Through the video-sharing sessions, teachers reported that they were able to think more critically about their lessons as well as the knowledge bases they possessed. The discussions also had, to some extent, encouraged teachers to pay more attention to student learning rather than simply focus on examination preparation and results.
“Teachers had to describe their current practices based on the video-recordings, analyse what they did, and why they did what they did; probe into their practice by questioning the assumptions, values and beliefs underlying their practice; and reconstruct their assumptions, values and beliefs by taking an active reflective stance and making decisions for next steps in their practice.”
– Angelia describes the steps teachers take in the process of self-inquiry
The Way Ahead
Moving forward, May Yin and Angelia are keen to study the impact of collaborative teacher learning on student outcomes. “This is a question for the long-term which we have not been able to measure or sense yet, but we do believe that there can be positive outcomes for students,” Angelia shares.
For now, May Yin and Angelia are working on bringing about sustainable change in the department. They believe that focusing on shifting teachers’ beliefs, dispositions and attitudes is key to shifting classroom practices to impact student outcomes. “This remains a work-in-progress as we found the focus on examinations to be quite strong but we hope over time to shift the emphasis to a focus on students as learners,” Angelia says.
May Yin and Angelia are also working on building a viable model of teacher collaboration that would ensure teachers continue to develop professionally and eventually mentor other colleagues.
“There is a need to review our conventional approaches to teacher learning. We want teachers to co-construct their lessons and co-teach,” May Yin says. Both Angelia and May Yin stress the importance of rigorously planning the appropriate structures and learning experiences for teachers to develop the necessary competencies. Teacher professional learning, they add, is best situated in classroom and school contexts.
May Yin concludes that collaborating professionally is more than just putting people together. “It is about taking into account the myriad of factors that will contribute to the most conducive ecosystem for teacher and student learning,” she says.

• [TO-DO LIST]:
#1 Return the portion of the passage on collaborative teacher learning that begins at "May Yin and Angelia are also" and stops after "and school contexts.", copied word for word.
#2 According to the passage on collaborative teacher learning, where is teacher professional learning best situated?

• [GIVEN INFORMATION]:
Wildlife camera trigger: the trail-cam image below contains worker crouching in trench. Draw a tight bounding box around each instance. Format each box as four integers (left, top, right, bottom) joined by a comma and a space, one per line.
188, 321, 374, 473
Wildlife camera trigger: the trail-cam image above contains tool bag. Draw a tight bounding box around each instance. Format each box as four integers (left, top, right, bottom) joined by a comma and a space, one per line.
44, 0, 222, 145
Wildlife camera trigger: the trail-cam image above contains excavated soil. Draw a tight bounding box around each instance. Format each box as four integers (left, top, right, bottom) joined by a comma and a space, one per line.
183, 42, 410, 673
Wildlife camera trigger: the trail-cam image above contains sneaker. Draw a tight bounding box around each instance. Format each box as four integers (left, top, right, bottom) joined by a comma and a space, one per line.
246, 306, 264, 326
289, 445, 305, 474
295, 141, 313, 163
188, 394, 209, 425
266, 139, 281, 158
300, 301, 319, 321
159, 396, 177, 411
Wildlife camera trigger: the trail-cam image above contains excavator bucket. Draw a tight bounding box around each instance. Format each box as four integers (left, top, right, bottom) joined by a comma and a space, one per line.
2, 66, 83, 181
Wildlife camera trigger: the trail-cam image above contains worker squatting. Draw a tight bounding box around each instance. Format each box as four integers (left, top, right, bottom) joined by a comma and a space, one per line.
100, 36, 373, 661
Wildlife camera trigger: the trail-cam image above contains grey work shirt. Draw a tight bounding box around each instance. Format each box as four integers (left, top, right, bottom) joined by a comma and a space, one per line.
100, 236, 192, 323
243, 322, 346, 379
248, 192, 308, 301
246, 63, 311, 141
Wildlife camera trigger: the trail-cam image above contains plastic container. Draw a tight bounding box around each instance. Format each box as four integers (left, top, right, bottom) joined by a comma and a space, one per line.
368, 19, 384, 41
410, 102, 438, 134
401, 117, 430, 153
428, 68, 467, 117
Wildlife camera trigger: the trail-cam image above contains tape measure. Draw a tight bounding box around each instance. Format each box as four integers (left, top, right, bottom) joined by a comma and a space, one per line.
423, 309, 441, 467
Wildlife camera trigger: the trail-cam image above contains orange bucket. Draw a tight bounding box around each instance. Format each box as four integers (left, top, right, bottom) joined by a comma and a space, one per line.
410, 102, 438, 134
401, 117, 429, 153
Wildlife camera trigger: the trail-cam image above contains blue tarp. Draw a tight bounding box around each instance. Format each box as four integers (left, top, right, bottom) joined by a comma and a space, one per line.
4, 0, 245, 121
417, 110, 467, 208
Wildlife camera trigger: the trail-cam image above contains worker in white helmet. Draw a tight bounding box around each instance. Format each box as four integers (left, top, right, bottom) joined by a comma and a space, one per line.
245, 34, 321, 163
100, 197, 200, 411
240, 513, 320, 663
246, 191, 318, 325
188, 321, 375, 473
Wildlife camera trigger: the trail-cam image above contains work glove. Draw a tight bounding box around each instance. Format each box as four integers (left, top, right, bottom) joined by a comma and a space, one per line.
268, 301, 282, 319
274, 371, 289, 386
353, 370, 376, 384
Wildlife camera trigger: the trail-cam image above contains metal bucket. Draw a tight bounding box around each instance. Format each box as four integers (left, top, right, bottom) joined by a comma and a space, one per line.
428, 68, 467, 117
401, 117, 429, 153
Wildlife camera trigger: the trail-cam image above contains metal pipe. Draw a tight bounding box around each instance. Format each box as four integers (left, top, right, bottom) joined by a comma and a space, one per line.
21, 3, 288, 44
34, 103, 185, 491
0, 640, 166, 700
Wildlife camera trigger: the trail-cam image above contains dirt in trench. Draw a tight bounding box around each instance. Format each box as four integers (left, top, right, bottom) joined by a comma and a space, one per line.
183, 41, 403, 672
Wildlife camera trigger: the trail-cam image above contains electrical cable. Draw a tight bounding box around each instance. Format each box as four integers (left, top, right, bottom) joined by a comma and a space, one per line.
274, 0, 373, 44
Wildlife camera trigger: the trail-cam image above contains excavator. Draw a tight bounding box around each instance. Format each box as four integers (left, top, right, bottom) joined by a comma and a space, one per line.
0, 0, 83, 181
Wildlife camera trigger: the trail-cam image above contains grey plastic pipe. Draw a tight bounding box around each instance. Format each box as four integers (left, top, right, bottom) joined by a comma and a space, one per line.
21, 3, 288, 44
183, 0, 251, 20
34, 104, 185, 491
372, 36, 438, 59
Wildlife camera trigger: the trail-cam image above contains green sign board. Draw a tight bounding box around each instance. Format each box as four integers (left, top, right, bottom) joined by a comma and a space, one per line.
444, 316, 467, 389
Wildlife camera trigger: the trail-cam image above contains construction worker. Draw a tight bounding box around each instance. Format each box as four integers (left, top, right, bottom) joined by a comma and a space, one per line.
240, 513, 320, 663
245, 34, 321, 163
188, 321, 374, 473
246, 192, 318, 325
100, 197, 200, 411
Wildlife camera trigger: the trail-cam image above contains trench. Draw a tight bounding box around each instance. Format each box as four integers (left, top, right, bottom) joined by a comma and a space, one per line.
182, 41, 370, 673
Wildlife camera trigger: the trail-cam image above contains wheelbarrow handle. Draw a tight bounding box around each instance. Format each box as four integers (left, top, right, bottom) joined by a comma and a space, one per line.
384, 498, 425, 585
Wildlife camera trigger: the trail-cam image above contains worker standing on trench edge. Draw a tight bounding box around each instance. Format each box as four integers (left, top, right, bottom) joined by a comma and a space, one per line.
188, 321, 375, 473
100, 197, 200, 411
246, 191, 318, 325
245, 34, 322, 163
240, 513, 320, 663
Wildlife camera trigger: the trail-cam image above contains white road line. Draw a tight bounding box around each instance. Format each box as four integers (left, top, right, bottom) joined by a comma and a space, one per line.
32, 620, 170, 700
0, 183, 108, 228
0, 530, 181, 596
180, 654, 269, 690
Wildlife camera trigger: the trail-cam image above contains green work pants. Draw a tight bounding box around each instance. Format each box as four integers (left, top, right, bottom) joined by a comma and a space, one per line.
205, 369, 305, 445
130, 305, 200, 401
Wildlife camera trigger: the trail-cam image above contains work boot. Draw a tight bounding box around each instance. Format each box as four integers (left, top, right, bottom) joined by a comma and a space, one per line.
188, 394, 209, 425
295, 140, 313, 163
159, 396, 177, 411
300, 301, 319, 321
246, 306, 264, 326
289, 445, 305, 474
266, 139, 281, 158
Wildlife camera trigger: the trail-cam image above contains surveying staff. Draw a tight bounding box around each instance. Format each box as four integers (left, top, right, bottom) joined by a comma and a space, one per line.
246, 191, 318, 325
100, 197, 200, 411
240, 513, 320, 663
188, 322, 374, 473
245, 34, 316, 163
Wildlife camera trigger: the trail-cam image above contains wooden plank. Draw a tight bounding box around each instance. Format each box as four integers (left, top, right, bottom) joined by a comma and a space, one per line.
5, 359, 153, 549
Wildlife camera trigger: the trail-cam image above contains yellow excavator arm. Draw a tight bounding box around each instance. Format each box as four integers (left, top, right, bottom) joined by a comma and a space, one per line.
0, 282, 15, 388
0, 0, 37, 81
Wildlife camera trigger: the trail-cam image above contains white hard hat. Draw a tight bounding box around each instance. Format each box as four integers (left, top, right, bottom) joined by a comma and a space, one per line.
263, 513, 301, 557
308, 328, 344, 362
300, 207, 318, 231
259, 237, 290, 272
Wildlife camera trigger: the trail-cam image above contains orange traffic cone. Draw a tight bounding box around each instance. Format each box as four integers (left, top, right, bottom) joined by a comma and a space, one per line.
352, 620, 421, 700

• [TASK-BY-TASK ANSWERS]:
#1
May Yin and Angelia are also working on building a viable model of teacher collaboration that would ensure teachers continue to develop professionally and eventually mentor other colleagues.
“There is a need to review our conventional approaches to teacher learning. We want teachers to co-construct their lessons and co-teach,” May Yin says. Both Angelia and May Yin stress the importance of rigorously planning the appropriate structures and learning experiences for teachers to develop the necessary competencies. Teacher professional learning, they add, is best situated in classroom and school contexts.

#2 In classroom and school contexts.